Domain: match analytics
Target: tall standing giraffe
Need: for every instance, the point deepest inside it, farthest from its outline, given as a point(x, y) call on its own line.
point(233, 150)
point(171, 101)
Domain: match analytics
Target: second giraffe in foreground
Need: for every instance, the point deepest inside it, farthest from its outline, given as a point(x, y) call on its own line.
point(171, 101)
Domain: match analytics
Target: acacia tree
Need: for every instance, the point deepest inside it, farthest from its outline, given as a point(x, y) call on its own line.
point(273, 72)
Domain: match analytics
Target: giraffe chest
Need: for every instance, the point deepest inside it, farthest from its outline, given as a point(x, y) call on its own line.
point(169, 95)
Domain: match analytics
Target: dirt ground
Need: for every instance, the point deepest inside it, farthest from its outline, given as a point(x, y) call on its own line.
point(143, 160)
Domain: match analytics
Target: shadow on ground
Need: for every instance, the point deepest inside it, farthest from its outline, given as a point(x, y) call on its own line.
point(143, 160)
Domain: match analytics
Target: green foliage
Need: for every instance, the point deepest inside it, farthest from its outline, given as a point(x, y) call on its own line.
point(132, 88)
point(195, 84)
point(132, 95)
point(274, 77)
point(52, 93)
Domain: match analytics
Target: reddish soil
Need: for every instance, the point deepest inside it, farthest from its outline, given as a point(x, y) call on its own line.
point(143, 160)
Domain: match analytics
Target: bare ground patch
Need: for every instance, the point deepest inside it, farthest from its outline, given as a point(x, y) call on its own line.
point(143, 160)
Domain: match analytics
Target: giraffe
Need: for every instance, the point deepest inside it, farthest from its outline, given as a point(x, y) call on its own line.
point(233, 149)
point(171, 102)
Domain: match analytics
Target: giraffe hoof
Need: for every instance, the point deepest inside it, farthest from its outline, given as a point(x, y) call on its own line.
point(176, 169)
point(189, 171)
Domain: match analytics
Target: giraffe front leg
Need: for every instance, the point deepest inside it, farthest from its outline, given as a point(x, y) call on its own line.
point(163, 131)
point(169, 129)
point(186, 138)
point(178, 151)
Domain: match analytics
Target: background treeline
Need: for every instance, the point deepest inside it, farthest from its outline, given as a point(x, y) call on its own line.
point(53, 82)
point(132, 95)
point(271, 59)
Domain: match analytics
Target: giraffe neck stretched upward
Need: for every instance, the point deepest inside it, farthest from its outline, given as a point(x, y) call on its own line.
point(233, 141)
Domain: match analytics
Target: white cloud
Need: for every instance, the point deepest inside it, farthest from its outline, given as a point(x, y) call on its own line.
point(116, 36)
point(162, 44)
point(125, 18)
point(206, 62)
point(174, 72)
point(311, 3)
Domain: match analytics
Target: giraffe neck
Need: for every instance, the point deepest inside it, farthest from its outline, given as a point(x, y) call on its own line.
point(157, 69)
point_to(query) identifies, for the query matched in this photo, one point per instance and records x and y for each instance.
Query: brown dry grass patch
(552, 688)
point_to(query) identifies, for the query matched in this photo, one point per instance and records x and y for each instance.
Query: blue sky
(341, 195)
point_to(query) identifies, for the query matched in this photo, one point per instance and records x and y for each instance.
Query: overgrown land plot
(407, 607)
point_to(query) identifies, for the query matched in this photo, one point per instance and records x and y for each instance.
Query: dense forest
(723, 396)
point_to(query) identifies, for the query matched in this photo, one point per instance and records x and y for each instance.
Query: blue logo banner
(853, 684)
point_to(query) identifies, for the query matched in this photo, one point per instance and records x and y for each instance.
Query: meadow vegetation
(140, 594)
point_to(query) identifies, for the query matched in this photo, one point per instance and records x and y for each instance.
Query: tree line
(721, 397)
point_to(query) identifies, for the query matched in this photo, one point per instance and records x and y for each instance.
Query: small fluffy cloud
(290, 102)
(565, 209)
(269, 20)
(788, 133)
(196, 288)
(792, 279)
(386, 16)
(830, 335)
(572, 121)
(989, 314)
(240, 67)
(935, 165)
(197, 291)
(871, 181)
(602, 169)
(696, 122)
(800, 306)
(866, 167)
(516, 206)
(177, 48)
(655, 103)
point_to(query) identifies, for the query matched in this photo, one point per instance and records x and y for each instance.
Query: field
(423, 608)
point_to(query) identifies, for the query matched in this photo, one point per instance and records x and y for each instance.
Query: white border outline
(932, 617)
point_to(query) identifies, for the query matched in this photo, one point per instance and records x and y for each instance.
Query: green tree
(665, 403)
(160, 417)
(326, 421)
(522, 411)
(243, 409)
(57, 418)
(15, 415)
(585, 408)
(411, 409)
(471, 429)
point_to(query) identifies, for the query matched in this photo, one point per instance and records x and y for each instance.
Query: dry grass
########
Copy all the entries above word for word.

WRITTEN SOLUTION -
Domain: match analytics
Target: tall standing giraffe
Need: for every instance, the point deepest inside it, farthest from its outline, given as a point(x, y) call on its own line.
point(233, 150)
point(171, 101)
Domain: match analytics
Target: second giraffe in foreground
Need: for every instance, the point deepest inside it, farthest from its outline, given as a point(x, y) call on its own line.
point(171, 101)
Domain: match analytics
Target: acacia tree
Need: for every instance, the point deepest inside it, farthest from its outline, given as a point(x, y) call on its own line.
point(273, 72)
Domain: match analytics
Target: giraffe chest
Need: for every instance, the point deepest inside it, farthest from its outline, given as a point(x, y) call on its own line.
point(169, 95)
Domain: match analytics
Target: dirt ground
Need: for every instance, the point deepest inside it, farthest from its outline, given as a point(x, y) call on its own line.
point(143, 160)
Domain: match analytics
Target: shadow on ground
Need: for every instance, the point deepest inside it, farthest from its outline, given as a point(x, y) call on its own line.
point(143, 160)
Domain: match analytics
Target: green foliage
Need: for every instance, the point deepest inside it, farthest from its outline, given as a point(x, y) call on its own line.
point(132, 88)
point(195, 84)
point(132, 95)
point(274, 77)
point(52, 93)
Domain: match analytics
Target: reddish soil
Need: for every instance, the point deepest inside it, farthest from its outline, given as a point(x, y) call on its own line.
point(143, 160)
Domain: match analytics
Target: bare ground patch
Need: for every instance, the point deepest inside it, farthest from its outline, given as a point(x, y) call on its own line.
point(143, 160)
Domain: match analytics
Target: giraffe
Need: for every instance, the point deepest inside it, farthest from its outline, given as a point(x, y) call on its own line.
point(233, 149)
point(171, 102)
Domain: match analytics
Target: giraffe hoof
Need: for every instance, the point deepest inside it, farthest from its outline, given as a point(x, y) call on its own line.
point(176, 169)
point(189, 171)
Domain: match analytics
Target: giraffe front leg
Need: for every instance, the point deepest inside it, farthest from its outline, given as a point(x, y) call on its own line.
point(163, 131)
point(169, 129)
point(186, 138)
point(178, 151)
Domain: match analytics
Target: background treeline
Need: for every instance, the point deepest inside it, farthest from its outline, given as a point(x, y) call on its own line.
point(53, 82)
point(132, 95)
point(271, 59)
Domain: match analytics
Target: giraffe neck stretched upward
Need: for every instance, the point deepest inside it, farthest from its outline, given as a point(x, y) call on its own line.
point(233, 141)
Domain: match analytics
Target: white cloud
Need: for every instance, the point deepest inside it, farthest from its outline, given as a point(x, y) call on its own line.
point(116, 36)
point(162, 44)
point(125, 18)
point(206, 62)
point(174, 72)
point(311, 3)
Domain: match analytics
Target: giraffe neck
Need: for every instance, the point deepest inside it, farthest from its outline, given as a point(x, y) call on its own line.
point(157, 69)
point_to(query) identifies, for the query matched in this photo, one point per instance and records x and y for each instance.
Query: brown dry grass patch
(552, 688)
point_to(query) identifies, for the query matched in this photo, one point per instance and records x and y for each instance.
Query: blue sky
(341, 195)
point_to(query) identifies, for the query matched in this photo, one point per instance and records x and y for each instance.
Query: overgrown land plot
(407, 607)
point_to(query) identifies, for the query matched in this photo, one point per instance and records x and y for each instance.
Query: dense forest
(723, 396)
point_to(query) identifies, for the query matched in this photo, one point per instance and records x and y for each instance.
Query: blue logo banner
(853, 684)
point_to(query) identifies, for the query matched in this photo, one point per instance and records x and y for each instance.
Query: meadow vegetation
(140, 594)
point_to(query) identifies, for the query matched in this photo, one point per instance and records x and y for each instance.
Query: tree line
(721, 397)
point_to(query) identifies, for the query matched in this photo, one point per instance and records x and y for each instance.
Query: small fluffy cloud
(290, 102)
(565, 209)
(269, 20)
(788, 133)
(196, 288)
(792, 279)
(386, 16)
(830, 335)
(572, 121)
(989, 314)
(240, 67)
(935, 165)
(197, 291)
(871, 181)
(602, 169)
(696, 122)
(800, 306)
(866, 167)
(516, 206)
(177, 48)
(655, 103)
point_to(query) identifies, for the query matched in this photo, one point per instance and records x and y for each instance.
Query: field
(423, 608)
point_to(query) identifies, for the query matched in this photo, one point per instance and records x and y for each instance.
Query: white border outline
(932, 617)
point_to(query) identifies, for the query matched in this photo, one point per instance and records x and y for each instance.
Query: green tree
(665, 403)
(160, 417)
(326, 421)
(522, 411)
(243, 409)
(57, 418)
(15, 415)
(585, 408)
(411, 409)
(471, 429)
point_to(query) identifies, for the query matched in this photo, one point per instance and records x and y for each instance.
Query: dry grass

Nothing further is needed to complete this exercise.